Description of the task: Below are the records. Restate word for word every line from the one that contains "napkin with a single marker." through the final line, both included.

Provided records:
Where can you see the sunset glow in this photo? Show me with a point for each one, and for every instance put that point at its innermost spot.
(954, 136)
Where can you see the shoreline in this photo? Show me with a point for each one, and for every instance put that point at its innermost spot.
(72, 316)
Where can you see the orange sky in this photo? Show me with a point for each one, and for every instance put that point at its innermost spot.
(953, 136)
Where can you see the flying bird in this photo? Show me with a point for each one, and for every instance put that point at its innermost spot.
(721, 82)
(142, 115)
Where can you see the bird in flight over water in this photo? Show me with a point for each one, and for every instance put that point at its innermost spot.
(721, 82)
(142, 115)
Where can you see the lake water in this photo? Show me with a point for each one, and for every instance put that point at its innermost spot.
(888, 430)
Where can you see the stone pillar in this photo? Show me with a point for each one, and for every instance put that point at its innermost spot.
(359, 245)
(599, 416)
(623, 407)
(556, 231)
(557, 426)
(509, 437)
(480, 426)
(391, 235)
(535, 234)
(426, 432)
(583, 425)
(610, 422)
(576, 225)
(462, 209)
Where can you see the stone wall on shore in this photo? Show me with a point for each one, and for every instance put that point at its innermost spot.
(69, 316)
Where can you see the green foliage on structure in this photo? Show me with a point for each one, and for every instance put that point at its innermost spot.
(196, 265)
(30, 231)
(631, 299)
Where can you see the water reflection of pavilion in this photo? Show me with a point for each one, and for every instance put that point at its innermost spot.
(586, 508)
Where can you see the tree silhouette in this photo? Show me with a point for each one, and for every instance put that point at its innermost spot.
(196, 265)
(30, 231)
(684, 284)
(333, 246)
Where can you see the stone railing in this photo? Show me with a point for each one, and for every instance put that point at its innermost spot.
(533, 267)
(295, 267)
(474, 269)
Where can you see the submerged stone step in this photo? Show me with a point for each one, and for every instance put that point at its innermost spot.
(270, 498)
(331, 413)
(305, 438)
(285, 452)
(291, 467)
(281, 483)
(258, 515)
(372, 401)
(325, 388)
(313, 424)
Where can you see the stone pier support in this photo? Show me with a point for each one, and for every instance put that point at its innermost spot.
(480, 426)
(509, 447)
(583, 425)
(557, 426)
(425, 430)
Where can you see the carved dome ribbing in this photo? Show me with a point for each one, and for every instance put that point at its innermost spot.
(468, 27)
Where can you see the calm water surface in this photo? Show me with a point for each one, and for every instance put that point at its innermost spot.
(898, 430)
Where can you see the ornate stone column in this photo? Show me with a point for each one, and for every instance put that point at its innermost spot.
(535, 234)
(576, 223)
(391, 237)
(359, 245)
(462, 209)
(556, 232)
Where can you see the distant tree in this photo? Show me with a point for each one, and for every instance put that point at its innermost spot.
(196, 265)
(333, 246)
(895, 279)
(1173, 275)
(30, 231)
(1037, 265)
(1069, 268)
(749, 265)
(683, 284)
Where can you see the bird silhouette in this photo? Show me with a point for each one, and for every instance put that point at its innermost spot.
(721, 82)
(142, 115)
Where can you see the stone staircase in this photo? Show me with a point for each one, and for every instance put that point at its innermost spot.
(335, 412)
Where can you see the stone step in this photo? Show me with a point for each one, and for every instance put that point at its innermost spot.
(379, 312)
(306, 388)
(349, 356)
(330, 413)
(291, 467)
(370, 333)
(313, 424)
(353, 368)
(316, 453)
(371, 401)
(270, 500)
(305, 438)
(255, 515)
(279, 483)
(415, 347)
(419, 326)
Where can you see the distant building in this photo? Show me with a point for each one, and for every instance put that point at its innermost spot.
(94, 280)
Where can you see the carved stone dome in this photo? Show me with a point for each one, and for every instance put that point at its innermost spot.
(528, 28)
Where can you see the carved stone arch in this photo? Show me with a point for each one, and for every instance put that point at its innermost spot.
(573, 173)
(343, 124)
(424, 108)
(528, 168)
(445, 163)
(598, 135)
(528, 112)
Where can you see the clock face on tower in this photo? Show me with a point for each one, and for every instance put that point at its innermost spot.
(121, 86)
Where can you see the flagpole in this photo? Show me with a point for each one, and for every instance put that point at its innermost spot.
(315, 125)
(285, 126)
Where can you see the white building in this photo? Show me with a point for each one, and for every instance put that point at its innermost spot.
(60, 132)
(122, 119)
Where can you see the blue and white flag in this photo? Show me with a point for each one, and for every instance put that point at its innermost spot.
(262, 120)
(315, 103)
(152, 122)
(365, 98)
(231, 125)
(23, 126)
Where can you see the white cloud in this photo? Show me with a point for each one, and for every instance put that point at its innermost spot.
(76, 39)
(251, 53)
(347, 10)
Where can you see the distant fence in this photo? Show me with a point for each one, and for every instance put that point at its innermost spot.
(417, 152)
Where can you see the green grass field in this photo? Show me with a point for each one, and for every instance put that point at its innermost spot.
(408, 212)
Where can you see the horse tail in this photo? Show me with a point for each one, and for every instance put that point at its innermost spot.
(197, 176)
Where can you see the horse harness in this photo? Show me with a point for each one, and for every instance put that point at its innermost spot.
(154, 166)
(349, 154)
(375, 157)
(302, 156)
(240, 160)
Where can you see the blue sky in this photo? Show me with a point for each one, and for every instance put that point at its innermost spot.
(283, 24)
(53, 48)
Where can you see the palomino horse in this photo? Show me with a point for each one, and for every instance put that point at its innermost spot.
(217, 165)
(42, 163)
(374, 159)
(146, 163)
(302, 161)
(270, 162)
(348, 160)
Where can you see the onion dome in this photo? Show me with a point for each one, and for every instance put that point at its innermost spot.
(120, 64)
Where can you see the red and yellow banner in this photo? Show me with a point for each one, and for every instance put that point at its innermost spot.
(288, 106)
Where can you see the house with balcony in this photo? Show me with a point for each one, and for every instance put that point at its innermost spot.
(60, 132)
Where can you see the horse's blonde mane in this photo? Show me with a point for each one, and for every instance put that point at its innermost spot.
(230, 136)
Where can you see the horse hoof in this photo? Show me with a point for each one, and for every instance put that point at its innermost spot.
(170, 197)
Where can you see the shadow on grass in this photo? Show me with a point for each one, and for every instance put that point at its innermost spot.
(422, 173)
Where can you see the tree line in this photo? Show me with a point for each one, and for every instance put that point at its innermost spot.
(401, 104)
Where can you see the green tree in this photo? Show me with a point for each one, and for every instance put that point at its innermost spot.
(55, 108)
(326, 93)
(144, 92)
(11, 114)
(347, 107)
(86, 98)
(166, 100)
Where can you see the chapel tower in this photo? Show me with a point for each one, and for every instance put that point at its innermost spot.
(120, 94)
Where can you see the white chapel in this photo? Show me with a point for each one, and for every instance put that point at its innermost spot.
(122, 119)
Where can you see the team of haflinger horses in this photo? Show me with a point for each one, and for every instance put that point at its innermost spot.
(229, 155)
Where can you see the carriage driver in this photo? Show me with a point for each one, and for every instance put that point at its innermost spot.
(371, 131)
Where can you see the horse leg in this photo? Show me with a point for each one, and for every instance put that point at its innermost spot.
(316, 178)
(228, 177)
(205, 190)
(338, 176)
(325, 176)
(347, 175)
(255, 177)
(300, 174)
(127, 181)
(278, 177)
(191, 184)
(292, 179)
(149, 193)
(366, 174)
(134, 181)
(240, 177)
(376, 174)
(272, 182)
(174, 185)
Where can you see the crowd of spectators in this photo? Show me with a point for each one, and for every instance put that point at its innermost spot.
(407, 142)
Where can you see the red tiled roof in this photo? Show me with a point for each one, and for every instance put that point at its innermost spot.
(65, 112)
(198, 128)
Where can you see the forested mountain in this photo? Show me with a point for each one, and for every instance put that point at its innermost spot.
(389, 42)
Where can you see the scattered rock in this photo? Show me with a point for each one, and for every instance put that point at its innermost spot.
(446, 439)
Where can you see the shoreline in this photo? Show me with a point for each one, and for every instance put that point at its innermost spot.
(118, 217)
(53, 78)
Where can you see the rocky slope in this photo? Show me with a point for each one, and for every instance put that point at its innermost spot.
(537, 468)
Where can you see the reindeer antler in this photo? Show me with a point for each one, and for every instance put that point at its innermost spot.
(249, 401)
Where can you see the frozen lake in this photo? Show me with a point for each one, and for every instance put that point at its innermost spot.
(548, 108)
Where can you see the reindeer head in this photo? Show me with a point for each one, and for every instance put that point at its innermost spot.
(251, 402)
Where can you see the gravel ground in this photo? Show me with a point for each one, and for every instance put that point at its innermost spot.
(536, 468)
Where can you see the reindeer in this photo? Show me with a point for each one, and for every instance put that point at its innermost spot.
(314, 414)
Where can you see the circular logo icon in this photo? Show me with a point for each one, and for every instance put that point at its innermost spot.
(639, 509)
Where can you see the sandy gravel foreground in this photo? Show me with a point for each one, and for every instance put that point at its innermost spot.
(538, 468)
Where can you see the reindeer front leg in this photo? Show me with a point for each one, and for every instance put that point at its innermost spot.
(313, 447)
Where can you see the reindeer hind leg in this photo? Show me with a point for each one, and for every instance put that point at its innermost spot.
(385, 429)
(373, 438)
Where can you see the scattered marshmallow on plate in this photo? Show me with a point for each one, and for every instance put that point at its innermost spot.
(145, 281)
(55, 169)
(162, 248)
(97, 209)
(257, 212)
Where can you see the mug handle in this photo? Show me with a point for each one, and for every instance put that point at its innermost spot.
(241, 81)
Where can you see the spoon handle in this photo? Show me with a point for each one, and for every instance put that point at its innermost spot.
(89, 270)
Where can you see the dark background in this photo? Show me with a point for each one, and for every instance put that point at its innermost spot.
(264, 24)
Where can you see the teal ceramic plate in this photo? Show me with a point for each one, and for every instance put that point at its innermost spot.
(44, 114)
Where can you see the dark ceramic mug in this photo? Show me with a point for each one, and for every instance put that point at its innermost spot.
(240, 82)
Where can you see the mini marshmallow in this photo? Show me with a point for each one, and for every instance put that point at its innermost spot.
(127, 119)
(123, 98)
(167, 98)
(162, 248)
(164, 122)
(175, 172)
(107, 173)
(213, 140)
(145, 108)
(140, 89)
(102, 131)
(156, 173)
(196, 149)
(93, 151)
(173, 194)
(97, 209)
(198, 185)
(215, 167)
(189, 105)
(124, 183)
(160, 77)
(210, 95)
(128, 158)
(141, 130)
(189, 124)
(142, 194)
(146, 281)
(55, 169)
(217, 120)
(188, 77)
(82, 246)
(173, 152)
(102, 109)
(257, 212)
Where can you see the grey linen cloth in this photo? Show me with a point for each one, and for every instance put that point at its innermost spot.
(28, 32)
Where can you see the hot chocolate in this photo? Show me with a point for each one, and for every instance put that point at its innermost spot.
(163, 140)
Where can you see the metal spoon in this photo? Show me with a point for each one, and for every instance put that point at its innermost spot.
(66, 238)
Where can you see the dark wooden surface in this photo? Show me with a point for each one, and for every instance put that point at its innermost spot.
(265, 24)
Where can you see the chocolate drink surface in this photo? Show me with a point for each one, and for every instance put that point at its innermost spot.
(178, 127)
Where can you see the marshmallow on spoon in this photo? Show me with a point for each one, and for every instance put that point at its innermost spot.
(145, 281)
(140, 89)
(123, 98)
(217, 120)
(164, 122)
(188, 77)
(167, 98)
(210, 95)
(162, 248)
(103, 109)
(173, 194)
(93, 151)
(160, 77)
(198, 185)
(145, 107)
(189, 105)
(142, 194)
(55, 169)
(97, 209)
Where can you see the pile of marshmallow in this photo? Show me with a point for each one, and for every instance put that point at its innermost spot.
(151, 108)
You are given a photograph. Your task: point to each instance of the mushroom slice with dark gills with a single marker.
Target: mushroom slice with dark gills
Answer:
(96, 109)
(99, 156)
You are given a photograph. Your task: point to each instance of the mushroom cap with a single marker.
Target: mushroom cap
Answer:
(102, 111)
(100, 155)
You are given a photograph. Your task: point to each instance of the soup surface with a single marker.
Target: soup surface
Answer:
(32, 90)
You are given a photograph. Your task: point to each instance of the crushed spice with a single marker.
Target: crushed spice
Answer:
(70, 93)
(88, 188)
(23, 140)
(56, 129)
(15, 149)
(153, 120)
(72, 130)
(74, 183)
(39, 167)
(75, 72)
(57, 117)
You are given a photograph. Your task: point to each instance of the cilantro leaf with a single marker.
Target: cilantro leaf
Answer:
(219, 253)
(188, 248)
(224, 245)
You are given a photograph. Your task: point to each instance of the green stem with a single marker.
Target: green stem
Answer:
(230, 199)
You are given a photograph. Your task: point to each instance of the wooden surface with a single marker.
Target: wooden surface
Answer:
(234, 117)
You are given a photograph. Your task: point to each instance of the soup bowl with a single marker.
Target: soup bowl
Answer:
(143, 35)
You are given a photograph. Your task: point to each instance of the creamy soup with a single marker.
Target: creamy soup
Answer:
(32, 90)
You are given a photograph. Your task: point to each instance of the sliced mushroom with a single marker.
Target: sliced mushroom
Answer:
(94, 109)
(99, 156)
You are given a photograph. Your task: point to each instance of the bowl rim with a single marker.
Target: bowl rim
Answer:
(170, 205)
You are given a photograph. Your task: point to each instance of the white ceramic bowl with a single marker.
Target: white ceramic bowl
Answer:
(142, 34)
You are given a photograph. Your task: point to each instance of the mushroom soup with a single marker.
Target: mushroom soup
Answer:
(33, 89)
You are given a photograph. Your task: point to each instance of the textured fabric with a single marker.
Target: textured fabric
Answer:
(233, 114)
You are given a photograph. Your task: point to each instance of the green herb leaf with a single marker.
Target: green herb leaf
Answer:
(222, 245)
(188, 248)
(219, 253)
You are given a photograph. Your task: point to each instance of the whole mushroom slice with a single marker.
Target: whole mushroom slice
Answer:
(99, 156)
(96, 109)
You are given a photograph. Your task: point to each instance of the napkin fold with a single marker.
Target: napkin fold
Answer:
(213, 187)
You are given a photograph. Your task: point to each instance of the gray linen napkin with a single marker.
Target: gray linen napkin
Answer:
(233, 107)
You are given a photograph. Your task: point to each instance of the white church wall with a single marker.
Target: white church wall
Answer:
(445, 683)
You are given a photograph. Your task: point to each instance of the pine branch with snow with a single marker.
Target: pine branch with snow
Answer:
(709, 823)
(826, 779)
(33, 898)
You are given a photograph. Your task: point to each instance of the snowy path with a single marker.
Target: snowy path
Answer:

Exercise answer:
You are given a photograph. Your task: point to each instance of the gray linen napkin with a single marker.
Target: gray linen napkin
Answer:
(233, 107)
You are given a photograph. Your task: point to each instance of the white church wall with a single marker.
Target: white church wall
Answer:
(445, 683)
You are given a photograph. Your task: point to each instance of the pine branch with snow with a single marker.
Target: pine branch with snow
Answer:
(709, 823)
(826, 779)
(33, 898)
You are given a photograph. Your task: point to each instance of the snowy path with a single marker.
Target: snowy path
Answer:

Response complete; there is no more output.